START Materials provided

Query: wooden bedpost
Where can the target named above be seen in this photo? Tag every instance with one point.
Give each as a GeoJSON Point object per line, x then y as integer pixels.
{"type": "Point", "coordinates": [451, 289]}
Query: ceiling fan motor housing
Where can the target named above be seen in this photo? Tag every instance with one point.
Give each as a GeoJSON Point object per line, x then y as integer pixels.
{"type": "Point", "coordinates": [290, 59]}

END Materials provided
START Materials provided

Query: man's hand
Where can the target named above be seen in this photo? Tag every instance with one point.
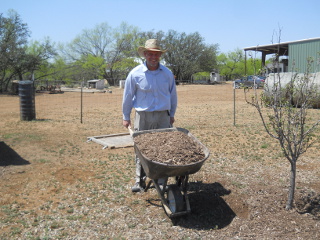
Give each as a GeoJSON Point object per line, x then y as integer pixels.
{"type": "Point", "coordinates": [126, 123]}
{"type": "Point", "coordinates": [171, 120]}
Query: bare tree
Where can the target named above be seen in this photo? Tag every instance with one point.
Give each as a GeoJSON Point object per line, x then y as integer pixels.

END Materials provided
START Materials provided

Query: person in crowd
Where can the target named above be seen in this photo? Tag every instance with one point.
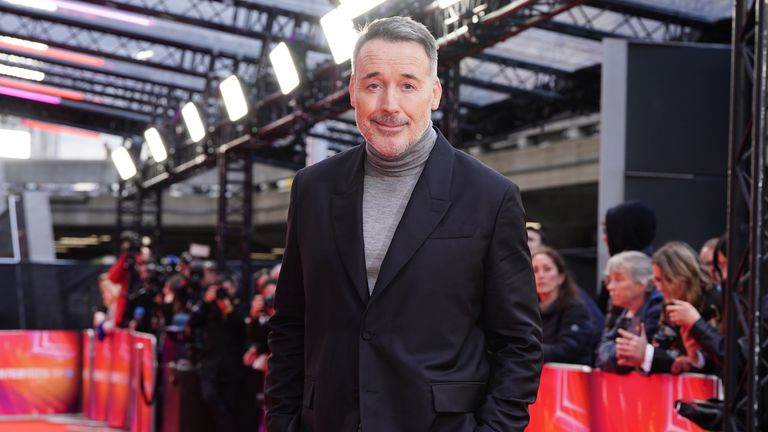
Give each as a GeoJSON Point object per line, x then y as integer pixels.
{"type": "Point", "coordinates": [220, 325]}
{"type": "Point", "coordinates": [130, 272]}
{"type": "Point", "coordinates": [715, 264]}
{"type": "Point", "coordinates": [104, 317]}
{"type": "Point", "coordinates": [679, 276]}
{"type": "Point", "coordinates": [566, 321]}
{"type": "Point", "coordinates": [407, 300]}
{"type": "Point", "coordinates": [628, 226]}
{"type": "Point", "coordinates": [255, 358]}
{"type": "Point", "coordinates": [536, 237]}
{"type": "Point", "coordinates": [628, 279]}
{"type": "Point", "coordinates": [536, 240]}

END Materials provided

**Work task**
Scan the listing above. Collect all lines with the word "Query".

**Response to this exercise**
Query: wooden bedpost
Query: ceiling fan motor housing
Query: man's hand
Query: bare tree
Query: person in crowd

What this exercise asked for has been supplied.